It has been previously shown that adrenal adenomas are associated with a variety of metabolic disturbances like glucose intolerance and obesity. The aim of this study is to demonstrate the risk of non-alcoholic fatty liver disease development in subjects with adrenal incidentalomas.
Among 302 subjects referred between 2001 and 2008 for the evaluation of incidentally discovered adrenal mass, 150 subjects with appropriate data were included. Computed tomography (CT) was the initial radiological intervention. Initial hormonal evaluation included 1 mg or 2 day 2 mg dexamethasone suppression test, urinary free cortisol (UFC), 0800 a.m. ACTH and DHEAS levels. In subjects with elevated post DST cortisol (>1.8 mcg/dl), elevated UFC (>110 mcg/day), and suppressed ACTH and DHEAS levels, midnight cortisol was evaluated (normal < 7.5 mcg/dl). Urinary catecholamine excretion and aldosterone/renin ratio were also measured. Hepatosteatosis was evaluated with liver ultrasonography and or magnetic resonance imaging. ALT, AST and GGT were also measured.
There were 101 subjects with non-functioning adrenal adenomas, 40 subjects with functioning adrenal adenomas (Cushing or subclinical Cushing syndrome) and nine subjects with myelolipomas. The rate of non-alcoholic liver disease among these groups was 25.7, 22.7 and 11% respectively. After a median follow up duration of 22.5 months in a subgroup generated from study participants (n=35) without non-alcoholic fatty liver disease, we showed that 9% of subjects with non-functioning adenomas but 17% of subjects with sub clinical Cushing syndrome developed non-alcoholic liver disease.
Non-alcoholic liver disease, which is an important manifestation of insulin resistance is significantly associated with adrenal cortical adenomas rather than extra-cortical masses such as myelolipomas. The risk of developing non-alcoholic fatty liver disease is related with cortisol autonomy.

Given data
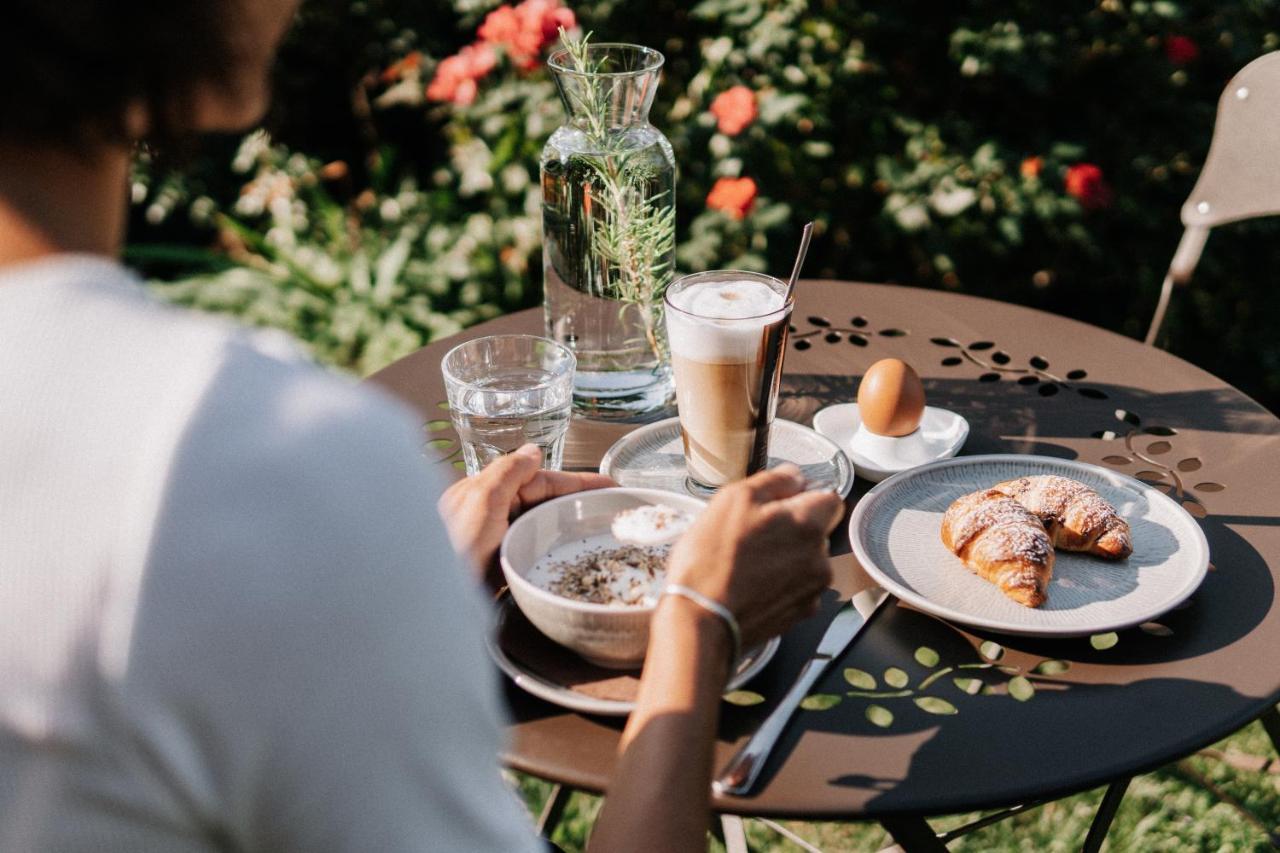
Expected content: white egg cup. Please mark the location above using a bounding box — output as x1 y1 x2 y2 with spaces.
813 403 969 483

Your task
How would the sentence "Computed tomography (CT) was the initial radiological intervention." from the adrenal incidentaloma study read in Spanish?

Result below
La tomografía computarizada (TC) fue la intervención radiológica inicial.